# Instructions to follow
Word for word, repeat all of the entries below.

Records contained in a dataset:
------------------------------------------------

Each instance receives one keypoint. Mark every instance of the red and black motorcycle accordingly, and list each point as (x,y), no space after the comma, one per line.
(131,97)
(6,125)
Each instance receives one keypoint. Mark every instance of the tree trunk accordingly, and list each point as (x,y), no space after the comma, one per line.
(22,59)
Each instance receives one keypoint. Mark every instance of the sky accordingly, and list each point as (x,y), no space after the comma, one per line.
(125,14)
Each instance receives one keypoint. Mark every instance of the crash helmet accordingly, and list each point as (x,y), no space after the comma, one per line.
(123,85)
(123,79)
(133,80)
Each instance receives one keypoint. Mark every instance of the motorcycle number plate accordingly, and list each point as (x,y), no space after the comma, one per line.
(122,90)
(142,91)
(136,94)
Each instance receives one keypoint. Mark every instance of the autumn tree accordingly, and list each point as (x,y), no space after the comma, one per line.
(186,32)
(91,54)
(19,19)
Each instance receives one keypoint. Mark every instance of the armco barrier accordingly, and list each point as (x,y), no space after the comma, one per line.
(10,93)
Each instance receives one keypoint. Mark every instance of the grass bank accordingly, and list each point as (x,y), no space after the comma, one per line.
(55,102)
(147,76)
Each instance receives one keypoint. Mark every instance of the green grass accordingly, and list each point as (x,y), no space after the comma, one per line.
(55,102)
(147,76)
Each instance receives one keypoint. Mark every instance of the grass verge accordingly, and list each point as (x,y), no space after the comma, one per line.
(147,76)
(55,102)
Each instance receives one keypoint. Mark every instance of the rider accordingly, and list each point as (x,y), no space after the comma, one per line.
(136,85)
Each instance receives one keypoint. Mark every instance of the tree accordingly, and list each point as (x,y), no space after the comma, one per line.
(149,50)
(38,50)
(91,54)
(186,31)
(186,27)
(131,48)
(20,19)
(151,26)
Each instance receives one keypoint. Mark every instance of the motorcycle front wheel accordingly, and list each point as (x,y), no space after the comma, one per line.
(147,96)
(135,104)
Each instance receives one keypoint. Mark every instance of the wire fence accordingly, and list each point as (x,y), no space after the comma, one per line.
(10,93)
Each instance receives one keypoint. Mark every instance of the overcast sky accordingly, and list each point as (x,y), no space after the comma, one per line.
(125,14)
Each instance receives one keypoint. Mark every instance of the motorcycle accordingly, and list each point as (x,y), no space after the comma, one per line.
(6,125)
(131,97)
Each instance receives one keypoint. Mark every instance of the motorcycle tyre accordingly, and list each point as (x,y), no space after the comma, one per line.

------------------------------------------------

# Solved exercise
Each instance receives one keypoint. Mark every instance of the red and black motorcycle accordingly, and list each point as (x,y), no space after the comma, one per line.
(131,97)
(6,125)
Each instance receives one keypoint. Mark every instance of the tree trunk accordingly, and list each point as (x,y), no space after the comma, one per line.
(22,59)
Each instance receives one keypoint. Mark every instance of the sky accordingly, and list each point as (x,y), no space after the comma, one per line.
(125,14)
Each instance receives one keypoint. Mark every instance of the crash helmet accordingly, and list each point as (x,y), no space after the comma, one per line.
(123,85)
(123,79)
(133,80)
Each instance receives one keypoint. Mark every instance of the motorcycle number plate accordingly, and list each point as (x,y), no space after the comma, one per line.
(122,90)
(142,91)
(136,94)
Each instance receives one keypoint. Mark every instance of the autumn tree accordingly, and list each point as (x,y), no space after the comma, one per line.
(186,32)
(91,54)
(19,19)
Each instance receives one keypoint. Mark every instance of the armco barrier accordingly, and list each point as (x,y), no space after the comma, one per line.
(10,93)
Each instance receives one keypoint. Mark every instance of the grass bank accordingly, and list each point as (x,y), no space after the comma, one per line.
(55,102)
(147,76)
Each instance receives one keypoint. Mark every instance of the green grass accordingly, and list each point as (x,y), no space after the comma, one per line.
(55,102)
(147,76)
Each instance receives one keypoint. Mark every instance of the grass verge accordingly, and list each point as (x,y), no space after the comma, one per line.
(147,76)
(55,102)
Each instance receives one keypoint. Mark every instance of the rider accordingly, and list each point as (x,y), no space after the comma, one per line.
(136,85)
Each instance receives one keypoint. Mark every instance of the tree accordingly, and list each point as (x,y), no space after the comma, one per line.
(149,50)
(38,50)
(91,54)
(186,31)
(186,27)
(131,48)
(20,19)
(151,26)
Each instance receives one keypoint. Mark every instance of the motorcycle front wheel accordingly, and list each point as (x,y), no space after the comma, one per line.
(147,96)
(135,104)
Each instance receives one keypoint. Mark every instance of the wire fence accordingly, and list each point as (x,y), no space after the comma, one per line.
(10,93)
Each instance receives one keypoint. Mark every instance of the overcast sky accordingly, and list each point as (x,y), no space after the comma, one per line.
(125,14)
Each instance receives one keypoint. Mark every instance of the motorcycle accordingly, and list each point as (x,y), no space after the comma, one per line.
(6,125)
(131,97)
Each instance receives one keypoint. Mark every instance of the motorcycle tyre accordingly, and list each point as (x,y), no space after the comma, one per line.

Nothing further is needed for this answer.